Directions –
Lines from the one containing "In this exercise you will annotate each instance of the posted" through the last line of the data are to be repeated word for word, both ends included.

Listing –
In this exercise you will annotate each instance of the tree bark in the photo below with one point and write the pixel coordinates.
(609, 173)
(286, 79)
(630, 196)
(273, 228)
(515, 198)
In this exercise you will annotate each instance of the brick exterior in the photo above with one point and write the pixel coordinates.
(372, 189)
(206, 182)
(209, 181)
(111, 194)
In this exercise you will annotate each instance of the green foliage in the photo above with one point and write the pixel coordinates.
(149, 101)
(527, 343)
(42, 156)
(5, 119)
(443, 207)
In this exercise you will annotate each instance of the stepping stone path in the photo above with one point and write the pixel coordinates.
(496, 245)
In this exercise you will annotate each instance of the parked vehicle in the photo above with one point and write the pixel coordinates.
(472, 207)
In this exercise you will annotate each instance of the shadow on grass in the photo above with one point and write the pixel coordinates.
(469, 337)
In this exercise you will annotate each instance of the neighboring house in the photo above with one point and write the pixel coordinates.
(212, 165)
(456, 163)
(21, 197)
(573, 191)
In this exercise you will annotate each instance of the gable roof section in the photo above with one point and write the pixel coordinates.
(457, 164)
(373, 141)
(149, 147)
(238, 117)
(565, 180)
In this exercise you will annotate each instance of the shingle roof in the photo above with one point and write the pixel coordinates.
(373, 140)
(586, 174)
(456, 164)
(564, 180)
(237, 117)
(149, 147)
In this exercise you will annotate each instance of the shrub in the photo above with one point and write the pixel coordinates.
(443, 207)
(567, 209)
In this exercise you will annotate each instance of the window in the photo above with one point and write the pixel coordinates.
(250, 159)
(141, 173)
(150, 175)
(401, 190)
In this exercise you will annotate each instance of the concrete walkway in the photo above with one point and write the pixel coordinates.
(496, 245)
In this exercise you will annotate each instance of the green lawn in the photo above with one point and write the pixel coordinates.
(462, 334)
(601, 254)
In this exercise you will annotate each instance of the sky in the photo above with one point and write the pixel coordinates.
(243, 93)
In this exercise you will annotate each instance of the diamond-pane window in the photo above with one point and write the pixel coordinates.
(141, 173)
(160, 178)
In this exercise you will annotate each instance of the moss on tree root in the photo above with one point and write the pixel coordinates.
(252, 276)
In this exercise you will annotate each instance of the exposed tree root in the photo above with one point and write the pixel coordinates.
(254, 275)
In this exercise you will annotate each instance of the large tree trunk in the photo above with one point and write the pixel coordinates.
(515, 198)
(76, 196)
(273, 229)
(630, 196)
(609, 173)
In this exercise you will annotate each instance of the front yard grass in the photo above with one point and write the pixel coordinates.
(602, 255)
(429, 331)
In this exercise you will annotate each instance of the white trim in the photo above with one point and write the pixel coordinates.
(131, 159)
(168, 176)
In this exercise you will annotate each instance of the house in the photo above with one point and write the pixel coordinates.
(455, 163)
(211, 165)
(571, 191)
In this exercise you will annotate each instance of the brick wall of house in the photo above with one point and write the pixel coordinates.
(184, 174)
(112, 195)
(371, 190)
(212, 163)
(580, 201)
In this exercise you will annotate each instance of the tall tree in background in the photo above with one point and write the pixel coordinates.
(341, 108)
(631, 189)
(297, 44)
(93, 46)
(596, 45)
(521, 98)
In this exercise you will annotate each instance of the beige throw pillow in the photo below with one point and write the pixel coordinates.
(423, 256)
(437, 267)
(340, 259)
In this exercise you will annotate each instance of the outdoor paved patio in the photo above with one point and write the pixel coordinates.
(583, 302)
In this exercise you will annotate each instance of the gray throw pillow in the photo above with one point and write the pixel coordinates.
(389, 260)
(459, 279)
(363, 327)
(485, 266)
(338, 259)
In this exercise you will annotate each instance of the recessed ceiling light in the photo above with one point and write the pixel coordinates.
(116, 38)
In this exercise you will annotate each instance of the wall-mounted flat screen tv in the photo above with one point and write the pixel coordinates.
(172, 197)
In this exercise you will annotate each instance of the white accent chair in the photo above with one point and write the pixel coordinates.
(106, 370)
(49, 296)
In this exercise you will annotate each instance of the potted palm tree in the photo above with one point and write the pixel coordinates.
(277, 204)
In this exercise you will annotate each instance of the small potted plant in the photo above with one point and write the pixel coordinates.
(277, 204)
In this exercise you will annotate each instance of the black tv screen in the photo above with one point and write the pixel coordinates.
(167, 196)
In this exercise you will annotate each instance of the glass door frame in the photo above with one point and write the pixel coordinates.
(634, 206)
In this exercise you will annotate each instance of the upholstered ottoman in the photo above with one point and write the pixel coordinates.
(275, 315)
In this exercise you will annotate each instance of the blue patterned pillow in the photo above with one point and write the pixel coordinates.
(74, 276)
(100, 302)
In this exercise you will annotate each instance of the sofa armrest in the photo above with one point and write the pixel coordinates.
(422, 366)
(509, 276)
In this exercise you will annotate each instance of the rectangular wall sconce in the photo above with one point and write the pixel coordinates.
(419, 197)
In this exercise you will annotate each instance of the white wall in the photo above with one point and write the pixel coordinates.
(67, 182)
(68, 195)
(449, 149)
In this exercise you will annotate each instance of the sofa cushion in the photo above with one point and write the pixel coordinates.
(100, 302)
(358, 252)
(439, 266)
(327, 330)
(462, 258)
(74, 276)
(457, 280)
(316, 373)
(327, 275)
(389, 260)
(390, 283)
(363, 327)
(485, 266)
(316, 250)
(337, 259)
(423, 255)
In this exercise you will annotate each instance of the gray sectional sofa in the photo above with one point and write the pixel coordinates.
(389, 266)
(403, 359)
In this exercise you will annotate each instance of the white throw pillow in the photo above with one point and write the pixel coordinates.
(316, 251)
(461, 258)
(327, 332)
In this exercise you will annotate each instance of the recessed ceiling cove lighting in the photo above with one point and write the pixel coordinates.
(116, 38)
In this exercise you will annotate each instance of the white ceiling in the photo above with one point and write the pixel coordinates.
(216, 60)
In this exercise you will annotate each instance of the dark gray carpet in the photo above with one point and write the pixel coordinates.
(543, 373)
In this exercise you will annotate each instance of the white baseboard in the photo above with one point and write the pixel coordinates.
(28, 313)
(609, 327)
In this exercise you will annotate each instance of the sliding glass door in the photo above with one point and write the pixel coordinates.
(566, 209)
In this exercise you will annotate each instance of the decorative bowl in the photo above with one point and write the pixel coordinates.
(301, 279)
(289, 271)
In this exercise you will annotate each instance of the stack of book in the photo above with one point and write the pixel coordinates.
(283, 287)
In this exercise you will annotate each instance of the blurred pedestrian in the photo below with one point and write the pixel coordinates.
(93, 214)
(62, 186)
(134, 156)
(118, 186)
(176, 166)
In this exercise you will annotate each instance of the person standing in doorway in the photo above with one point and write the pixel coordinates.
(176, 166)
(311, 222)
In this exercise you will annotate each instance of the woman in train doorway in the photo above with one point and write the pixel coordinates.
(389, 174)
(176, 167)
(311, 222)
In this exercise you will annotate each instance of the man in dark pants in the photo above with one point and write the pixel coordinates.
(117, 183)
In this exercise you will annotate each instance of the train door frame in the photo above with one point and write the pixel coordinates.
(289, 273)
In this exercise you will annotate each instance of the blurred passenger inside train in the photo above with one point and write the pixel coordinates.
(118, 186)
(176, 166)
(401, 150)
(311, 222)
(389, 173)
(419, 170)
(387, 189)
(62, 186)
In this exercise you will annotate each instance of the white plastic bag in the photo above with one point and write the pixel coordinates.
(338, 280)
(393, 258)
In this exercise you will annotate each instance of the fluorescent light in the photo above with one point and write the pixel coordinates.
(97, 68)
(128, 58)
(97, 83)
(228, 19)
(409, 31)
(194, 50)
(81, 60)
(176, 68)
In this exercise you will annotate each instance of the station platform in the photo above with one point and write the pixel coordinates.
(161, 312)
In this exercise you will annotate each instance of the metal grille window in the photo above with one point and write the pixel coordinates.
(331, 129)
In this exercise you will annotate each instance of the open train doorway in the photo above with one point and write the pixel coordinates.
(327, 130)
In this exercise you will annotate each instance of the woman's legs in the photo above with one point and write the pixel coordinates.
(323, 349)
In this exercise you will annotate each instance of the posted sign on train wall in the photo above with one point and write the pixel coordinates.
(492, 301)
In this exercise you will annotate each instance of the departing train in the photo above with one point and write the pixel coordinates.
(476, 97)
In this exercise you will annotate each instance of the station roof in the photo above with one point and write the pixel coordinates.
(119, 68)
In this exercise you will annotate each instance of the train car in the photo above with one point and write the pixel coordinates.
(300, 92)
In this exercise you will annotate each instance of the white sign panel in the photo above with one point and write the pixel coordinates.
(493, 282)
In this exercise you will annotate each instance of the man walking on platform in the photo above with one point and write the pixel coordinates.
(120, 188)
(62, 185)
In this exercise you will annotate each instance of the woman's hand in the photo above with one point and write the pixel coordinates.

Exercise result –
In this exercise you will annotate each instance of the posted sign on train wall in the photo above with one point and write the pixel coordinates.
(492, 301)
In this exercise you will annotate each instance of the departing train in the photo above with one point and write the pixel coordinates.
(476, 97)
In this exercise you will annotate each instance of the station roof in the photo above with one point and write the pixel coordinates.
(119, 68)
In this exercise you will annotate each instance of the train car in the photo above with one point and write the pixel coordinates.
(300, 92)
In this exercise you will annotate each instance of the white sign panel in the photo above with one point and write the pixel coordinates.
(493, 282)
In this exercise you will annotate each instance of the man walking on platform in the photo above with one point and write the pixel coordinates.
(120, 188)
(62, 185)
In this exercise you will annotate each instance of the woman's hand in the photo above with one point and write the pixel coordinates.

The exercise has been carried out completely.